*Exercise*
Copy the data precisely, keeping every character.
━━━━
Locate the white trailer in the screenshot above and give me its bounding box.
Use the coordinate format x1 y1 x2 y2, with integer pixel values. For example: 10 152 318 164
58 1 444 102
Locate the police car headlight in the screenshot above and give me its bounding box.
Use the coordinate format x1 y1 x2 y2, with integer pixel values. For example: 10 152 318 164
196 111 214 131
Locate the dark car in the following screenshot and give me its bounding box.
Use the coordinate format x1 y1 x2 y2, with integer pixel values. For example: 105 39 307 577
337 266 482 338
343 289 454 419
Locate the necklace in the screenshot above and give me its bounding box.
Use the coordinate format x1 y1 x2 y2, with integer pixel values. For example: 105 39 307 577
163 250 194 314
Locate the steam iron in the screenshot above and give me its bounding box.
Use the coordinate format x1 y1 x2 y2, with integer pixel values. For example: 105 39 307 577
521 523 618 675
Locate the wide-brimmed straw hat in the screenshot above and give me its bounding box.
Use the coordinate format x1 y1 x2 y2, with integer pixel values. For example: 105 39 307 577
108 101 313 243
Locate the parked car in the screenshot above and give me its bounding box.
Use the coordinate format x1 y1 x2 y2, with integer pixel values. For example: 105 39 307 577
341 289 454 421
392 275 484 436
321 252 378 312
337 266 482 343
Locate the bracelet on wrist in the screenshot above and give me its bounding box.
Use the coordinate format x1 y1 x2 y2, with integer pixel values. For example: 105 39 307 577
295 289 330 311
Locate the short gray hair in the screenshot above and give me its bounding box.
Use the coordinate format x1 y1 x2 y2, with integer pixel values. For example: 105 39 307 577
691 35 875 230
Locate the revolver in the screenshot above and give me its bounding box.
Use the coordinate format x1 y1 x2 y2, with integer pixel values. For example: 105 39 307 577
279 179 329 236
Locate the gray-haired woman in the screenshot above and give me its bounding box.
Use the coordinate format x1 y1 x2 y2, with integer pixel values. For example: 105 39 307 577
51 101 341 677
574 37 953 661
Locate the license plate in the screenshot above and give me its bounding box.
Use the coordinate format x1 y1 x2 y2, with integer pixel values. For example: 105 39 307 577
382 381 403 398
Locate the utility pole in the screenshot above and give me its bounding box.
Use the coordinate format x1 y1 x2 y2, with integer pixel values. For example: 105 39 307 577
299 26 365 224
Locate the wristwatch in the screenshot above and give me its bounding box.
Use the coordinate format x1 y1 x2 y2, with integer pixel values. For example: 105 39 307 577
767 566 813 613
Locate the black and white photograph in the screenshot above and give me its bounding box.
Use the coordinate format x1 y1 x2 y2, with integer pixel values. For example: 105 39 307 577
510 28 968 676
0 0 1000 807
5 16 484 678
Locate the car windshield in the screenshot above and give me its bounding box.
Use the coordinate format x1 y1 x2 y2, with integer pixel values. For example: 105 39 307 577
━━━━
*The result*
Locate the white trailer in the screenshot above and give me its bounding box.
Use the coordinate format x1 y1 x2 y2, with integer pixel values. For example: 10 152 318 164
58 1 444 102
Locate the police car headlight in the screenshot above and give me its bounding box.
Use the coordinate format x1 y1 x2 y2, with integer pixel values. For example: 10 152 318 164
196 111 214 131
Locate the dark car in the following screenshot and give me its bounding box.
Use the coordinate format x1 y1 x2 y2, with integer pixel values. For example: 105 39 307 577
337 266 482 338
343 289 454 419
Locate the necklace in the screenshot above and give me its bounding box.
Use the coordinate format x1 y1 x2 y2, with integer pixel values. For example: 105 39 307 577
163 250 194 314
Locate the steam iron in the screenshot above and give me its bounding box.
Use the coordinate format x1 y1 x2 y2, with integer pixel values. For example: 105 39 307 577
521 523 618 675
Locate the wide-brimmed straw hat in the screenshot above and give me its bounding box.
Use the coordinate format x1 y1 x2 y2, with integer pixel values. For example: 105 39 307 577
108 101 313 243
Locate the parked car in the screenshot above and give me its bounding box.
Use the coordinate format x1 y1 x2 y2, with integer pixel values. For example: 105 39 307 577
341 289 454 421
392 275 484 436
321 252 378 312
337 266 482 343
Locate the bracelet on wrist in the screenshot above and give me its bounding box.
Use the coordinate format x1 y1 x2 y2, with integer pixel values. For example: 105 39 307 577
295 289 330 311
Locate the short gray hair in the screenshot above and give me its bounding box.
Use the coordinate format x1 y1 x2 y2, with integer pixel values. For example: 105 39 307 577
691 35 875 230
Locate the revolver in the screenshot above and give me its bounding box.
Use the coordinate format x1 y1 x2 y2, with integer pixel values. For example: 105 39 307 577
279 179 329 236
Locate the gray-haired woman in the screenshot above and give me its bounding box.
Use the coordinate format x1 y1 x2 y2, with integer pixel values. For example: 105 39 307 577
51 101 341 677
574 37 953 661
Locate the license plate in the screenshot above and give me its bounding box.
Use the coordinate format x1 y1 x2 y2, with integer pixel values. For example: 105 39 307 577
382 381 403 398
Locate the utility pole in the screenshot above and give me its bounding box.
Use the coordinate format x1 y1 x2 y2, with integer pixel values. For example: 105 39 307 577
299 26 365 224
Locate the wristwatch in the screenshot above and give me its bounding box.
Use the coordinate format x1 y1 x2 y2, with integer pixel values. For example: 105 39 307 577
767 566 813 613
Locate the black and white photograph in the screenshot above and give me its bounding box.
Use the coordinate format x1 y1 x2 y2, with integer pixel values. For example: 105 39 307 577
510 28 968 676
0 0 1000 807
5 16 484 678
Locate the car windshield in the screenshot above and give me its bounding box.
Use the coordinate format x1 y1 x2 y2, with integer pixel values. For example: 105 39 307 577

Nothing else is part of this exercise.